*** SOURCE MATERIAL ***
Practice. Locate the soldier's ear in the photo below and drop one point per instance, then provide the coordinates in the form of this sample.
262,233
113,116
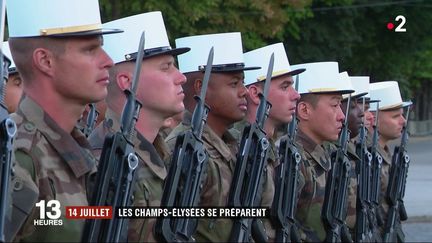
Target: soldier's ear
124,80
303,110
43,60
253,92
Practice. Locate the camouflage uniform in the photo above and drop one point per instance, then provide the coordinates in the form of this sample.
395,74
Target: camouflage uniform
55,166
268,184
149,176
385,174
218,179
352,188
314,167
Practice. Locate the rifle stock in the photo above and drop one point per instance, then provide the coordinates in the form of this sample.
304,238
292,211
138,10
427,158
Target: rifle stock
396,189
251,160
7,132
336,191
364,226
182,187
117,165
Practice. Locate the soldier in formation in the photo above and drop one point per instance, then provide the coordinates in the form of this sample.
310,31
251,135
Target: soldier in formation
63,68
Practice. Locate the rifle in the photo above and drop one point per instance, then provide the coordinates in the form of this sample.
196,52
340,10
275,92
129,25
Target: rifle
363,232
182,187
117,165
251,161
375,186
285,198
333,211
396,189
7,132
91,119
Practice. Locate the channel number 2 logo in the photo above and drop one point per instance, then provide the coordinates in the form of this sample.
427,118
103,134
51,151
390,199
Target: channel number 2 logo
400,26
51,209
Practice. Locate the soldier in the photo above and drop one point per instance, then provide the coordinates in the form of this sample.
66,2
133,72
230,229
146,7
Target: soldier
14,87
391,121
226,97
320,119
355,119
63,67
283,98
158,75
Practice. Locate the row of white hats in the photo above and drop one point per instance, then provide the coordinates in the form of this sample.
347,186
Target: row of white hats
82,17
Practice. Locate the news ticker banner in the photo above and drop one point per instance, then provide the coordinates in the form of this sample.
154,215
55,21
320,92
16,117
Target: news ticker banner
95,212
50,212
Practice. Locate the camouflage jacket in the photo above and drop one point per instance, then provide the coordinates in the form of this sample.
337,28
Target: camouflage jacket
217,178
385,175
149,176
53,165
352,187
268,186
314,167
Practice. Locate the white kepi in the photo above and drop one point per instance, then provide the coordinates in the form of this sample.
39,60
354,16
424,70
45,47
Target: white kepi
323,78
261,56
228,52
124,46
389,95
54,18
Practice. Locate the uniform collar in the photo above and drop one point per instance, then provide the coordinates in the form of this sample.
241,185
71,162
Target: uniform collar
226,146
143,148
385,153
316,151
72,147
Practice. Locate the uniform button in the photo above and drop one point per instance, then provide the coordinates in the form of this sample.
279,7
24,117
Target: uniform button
17,184
29,127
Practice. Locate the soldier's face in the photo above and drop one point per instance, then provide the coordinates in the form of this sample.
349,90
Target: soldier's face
355,116
81,71
226,96
327,117
13,93
390,124
283,98
369,117
160,87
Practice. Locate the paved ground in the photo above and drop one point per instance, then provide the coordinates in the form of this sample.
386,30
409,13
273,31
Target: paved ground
418,195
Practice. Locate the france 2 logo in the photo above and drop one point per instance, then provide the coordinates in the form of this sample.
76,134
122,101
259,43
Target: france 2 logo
400,26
*** End of SOURCE MATERIAL ***
#### AIM OF THE TASK
From the first line to the last, reproduce the records above exactly and skip the pictures.

#### YOUR SOLUTION
Practice. Locate the soldier's ear in the photo below and drop one point per instance, then provide the coordinates in the form of this sample.
262,233
113,116
Target: soldier's ear
124,80
303,110
43,60
253,92
Practice. Locate the camouflage uniform in the photo above and drop one point per instance, then provide the coordinates in the form of this sample.
395,74
Target: camouflage uniform
55,166
268,184
149,176
385,174
218,179
352,188
314,167
Practice. Locate the rifle stock in the photo above and drop one point per instance, then provide the coordinates in the form of this sample.
304,238
292,211
138,10
427,158
Target: rifle stock
396,189
251,160
7,132
336,191
364,226
182,187
117,165
Practice. Locate the soldier in formation in the photo above and drop one point per instance, then provide the coordinates in the form of this sample.
310,31
251,135
Target: soldier in formation
63,68
Practice. Locate the rifle in the photo above and drop one point per instance, then provide the coordinates in the form of this sample.
196,52
340,10
275,92
129,25
Target: rifle
363,232
182,187
117,165
251,161
375,186
285,198
333,211
396,189
7,132
91,119
Practice. Locate the channel number 2 logo in the photo above and drop one point per instance, then provide the coordinates in the form of this sample.
427,118
103,134
51,151
390,199
Target: channel number 2 logo
400,26
51,209
Practice. Locate the soldier in the photo above and drop one point per instance, then provide the coordinates in the form of this sample.
66,2
133,72
230,229
146,7
Target: soldier
14,87
391,121
226,97
320,119
355,119
63,67
283,98
158,75
Practice. Locate the row of white hats in the photo above and drop one point per instance, then provide the coordinates in the form of this sample.
347,186
Target: row of white hats
82,17
Practice. Locate the news ticker banner in the photo above and drop one point per instance, then provide the coordinates in the form of this sample.
154,215
55,21
320,92
16,117
Target: news ticker banner
95,212
50,212
Practice. Locate the camouflage jacket in the photo above and drop one point per instance, then provide the coordinates in the form of this sample.
337,28
Target: camouflage jacket
217,178
385,175
149,176
53,165
352,187
268,186
314,167
Practice. Locate the white kepi in the photo above and drop one point per instance, then provide the coordinates in the form of this sample.
39,60
354,16
424,70
45,47
Target: white kepi
323,78
261,56
228,52
124,46
389,95
54,18
Practice. Locate the uniform collar in the photo above and drop one point per instance, then provide the coordinates in the form of this sample.
241,185
71,162
Target: uniform collar
226,146
143,148
385,153
316,151
72,147
Practice. Locate the uniform button in the photo above and drop one point per instance, then provide the coordinates in the form of this sample.
279,7
24,117
Target: uniform button
17,184
29,127
Practice. Locate the soldier's face in the photo above and drop one point per instance, then provide the coordinates in the form of this sample.
349,90
Target: soldier's face
355,116
81,71
226,96
327,117
13,93
390,124
283,98
369,117
160,87
Practice. Locate the paved ground in the photo above and drop one point per instance, then provide the coordinates in the form of this sample.
386,30
409,13
273,31
Target: paved ground
418,195
Practice. Locate the france 2 logo in the photo above and drop one point per instance, then provide the coordinates in the form of this sample.
76,134
122,101
259,43
Target: france 2 logo
400,26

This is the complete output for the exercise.